======== Source document

Quixotic is the debut album by English singer-songwriter Martina Topley-Bird.  The album spans several musical styles including trip-hop, electronic and rock. It was co-written and produced by Topley-Bird and received positive reviews from music critics upon its release and was shortlisted for the 2003 Mercury Music Prize. Quixotic also includes a collaboration with musician Tricky, with whom Topley-Bird collaborated prior to her solo work.

Quixotic was released in the United States one year later, in 2004.  Licensed to the Palm Pictures label, the album was retitled Anything and the track list was altered – including the omission of three tracks originally found on Quixotic.  Additionally, the song mixes differ, and the "Intro" track was moved to the end of the album, retitled "Outro".

Track listing

Quixotic

Anything
 "Anything"
 "Ragga"
 "Need One"
 "Soul Food"
 "Ilya"
 "I Still Feel"
 "Sandpaper Kisses"
 "Too Tough to Die"
 "Lullaby"
 "Outro"

Guest appearances
 Mark Lanegan performs additional vocals and Josh Homme plays additional guitar on "Need One"
 David Holmes co-wrote and produced "Too Tough to Die" and mixed "I Wanna Be There"
 Tricky produced, co-wrote music/lyrics and his vocals are featured on "Ragga". He also did some producing and additional programming on a few more tracks.
 David Arnold co-produced and arranged strings on "Stevie's (Day's of a Gun)"
 Cath Coffey performed backing vocals on some of the tracks

Singles
 "Need One"

================
======== Provided information

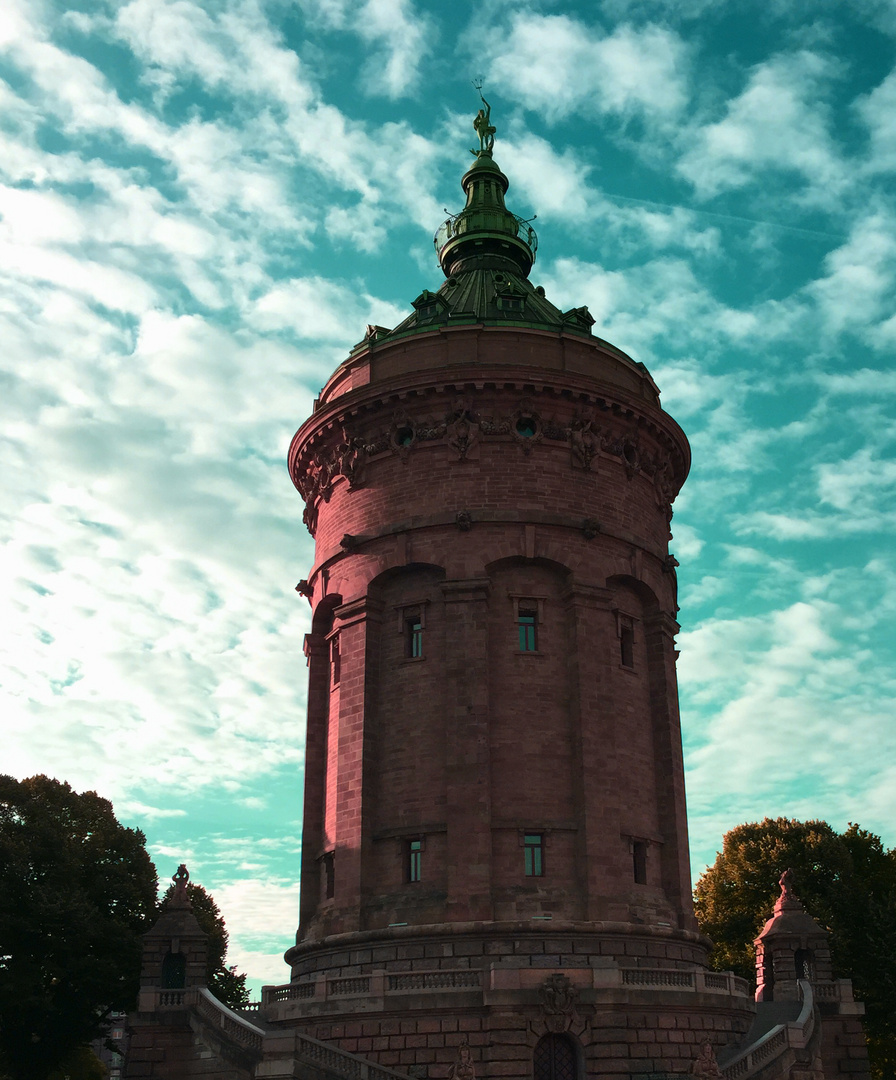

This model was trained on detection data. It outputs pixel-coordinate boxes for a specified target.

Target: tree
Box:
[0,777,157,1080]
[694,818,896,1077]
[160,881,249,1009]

================
======== Provided information

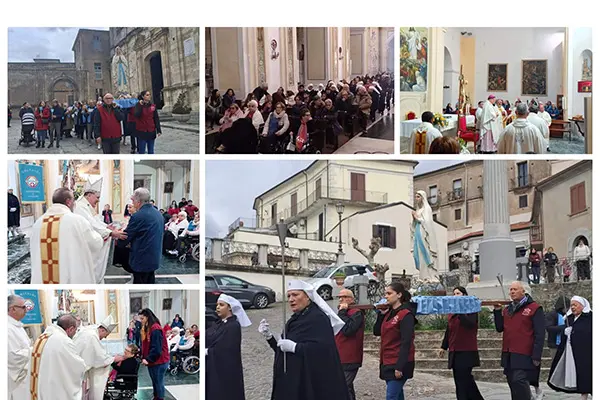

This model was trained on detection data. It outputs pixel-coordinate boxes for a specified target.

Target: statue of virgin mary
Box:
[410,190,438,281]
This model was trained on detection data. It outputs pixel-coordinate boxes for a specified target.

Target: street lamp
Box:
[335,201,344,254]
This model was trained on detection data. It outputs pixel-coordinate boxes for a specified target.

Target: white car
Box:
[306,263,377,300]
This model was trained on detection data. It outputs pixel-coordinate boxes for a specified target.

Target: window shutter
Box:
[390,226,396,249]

================

**Tasks for this exercise:**
1. Using the Quixotic album text, change "co-wrote" to "co-authored" and please write out the passage from "Guest appearances" to "few more tracks." with that one edit.
2. According to the Quixotic album text, why does the US release, Anything, close with a track called "Outro"? Answer in one to three sentences.
3. Continue the Quixotic album text from its last line.

**Expected outputs:**
1.
Guest appearances
 Mark Lanegan performs additional vocals and Josh Homme plays additional guitar on "Need One"
 David Holmes co-authored and produced "Too Tough to Die" and mixed "I Wanna Be There"
 Tricky produced, co-authored music/lyrics and his vocals are featured on "Ragga". He also did some producing and additional programming on a few more tracks.

2. For the US release, the "Intro" track from Quixotic was moved to the end of the album. It was retitled "Outro" when it was moved.

3.
 "Anything"
 "I Still Feel"
 "Soul Food"

Charts

Appearances in media
 "Lullaby" was used in the campaign for juice powder Clight (in Brazil), later used in advertisements for Kenzo's fragrance Flower.
 "Sandpaper Kisses" is featured on the soundtrack of the video game Fahrenheit (known as Indigo Prophecy in North America).
 "Need One" appears on the CSI: Miami soundtrack (released in 2004) after the song was used in the episode "Blood Brothers".
 "I Only Have Eyes for You" and "Soulfood" (Charles Webster's Banging House Dub) were featured on The O.C.
 Samples of "Sandpaper Kisses" are prominently featured in Stephen Marley's "You're Gonna Leave" from his 2007 release Mind Control. It is also featured in Canadian artist the Weeknd's second 2011 mixtape, Thursday, on "The Birds Part 2".
 "Too Tough to Die" was used as the opening theme song of the Thandie Newton series, Rogue, during its first season.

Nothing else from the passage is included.